Assim, sendo o Brasil conhecido como “país do futebol”, é importante não se fechar os olhos para uma legislação especial que regulará nosso cotidiano por certo período, além de organizar os mega eventos que estão por vir.
Desta feita, cumpre a presente não apenas desmistificar os setenta e um artigos nela dispostos, tendo também o intuito de fomentar um debate teleológico acerca dos mesmos, exemplificando as consequências atuais provenientes da Lei 12.663/12, argumentando, ainda, acerca das que dela possam advir.
Apesar da admiração de alguns a tal norma, no decorrer da presente corriqueiramente se verá citações de antipatia ao texto legal, seja com base jurídica, seja como mera crítica ao estado político e econômico que vivemos.
Tais declarações são justamente advindas de seu caráter estranho às normativas comuns brasileiras, porém, importante se faz a explanação de tais arguições, a fim de que se estimule o conhecimento e o intelecto.
Serão abordadas e comentadas as 11 (onze) garantias prestadas à FIFA pelo governo do Brasil, a fim de que fosse possível sediar a “Copa das Confederações 2013” e a “Copa do Mundo 2014” principais megaeventos abordados na Lei n° 12.663/12.

= = = = = = =

_O QUE FAZER:_
1. Segundo o trecho sobre a Lei 12.663/12, quantas garantias prestadas à FIFA pelo governo do Brasil serão abordadas?
2. Reproduza, do trecho sobre a Lei 12.663/12, a parte que começa pelas palavras "Assim, sendo o" e termina em "econômico que vivemos.".
3. Dê continuidade ao texto sobre a Lei 12.663/12 a partir do ponto em que ele termina.

_EXTRATO DE DADOS:_

= = = = = = =

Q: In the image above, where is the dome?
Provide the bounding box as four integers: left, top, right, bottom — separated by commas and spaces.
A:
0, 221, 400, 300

= = = = = = =

_RESPOSTAS POR TAREFA:_
1. Onze garantias.

2.
Assim, sendo o Brasil conhecido como “país do futebol”, é importante não se fechar os olhos para uma legislação especial que regulará nosso cotidiano por certo período, além de organizar os mega eventos que estão por vir.
Desta feita, cumpre a presente não apenas desmistificar os setenta e um artigos nela dispostos, tendo também o intuito de fomentar um debate teleológico acerca dos mesmos, exemplificando as consequências atuais provenientes da Lei 12.663/12, argumentando, ainda, acerca das que dela possam advir.
Apesar da admiração de alguns a tal norma, no decorrer da presente corriqueiramente se verá citações de antipatia ao texto legal, seja com base jurídica, seja como mera crítica ao estado político e econômico que vivemos.

3.
Posteriormente, serão exemplificadas as evoluções históricas das Leis Gerais da Copa pelo mundo, para que após, conhecedores da natureza jurídica e das evoluções históricas das Leis Gerais da Copa, se exponham os conceitos de alguns direitos e princípios fundamentais de nossa legislação, tratando sobre alguns princípios constitucionais já consolidados em nosso ordenamento jurídico, tais como a soberania nacional, a cidadania, o valor social do trabalho e a livre iniciativa.
Após, será tratado o panorama das normas da “Lei Geral da Copa”, Lei 12.663/12, pormenorizando todas as diretrizes julgadas relevantes ao tema, sendo abordadas a proteção e exploração dos direitos comerciais durante o período de vigência da lei, tratando da responsabilidade civil do Brasil perante a FIFA, as modalidades de venda de ingressos para os megaeventos, às condições de acesso e permanência nos locais de competição inclusive do direito à manifestação e da venda de bebidas alcoólicas, exemplificando, ainda, as disposições permanentes da Lei, que versa acerca dos prêmios e previdência especial aos jogadores das copas anteriores e, por fim, das disposições finais da mesma, salientando aspectos importantes como a isenção de custas e emolumentos para a FIFA.
Ainda, será tratado acerca da efetividade e cidadania da Lei n° 12.662/12, exemplificando os princípios constitucionais tutelados pela referida lei, e ainda, sendo feita uma análise sincrética sobre a flexibilização da aplicação dos referidos princípios em alguns dos dispositivos da “Lei Geral da Copa”.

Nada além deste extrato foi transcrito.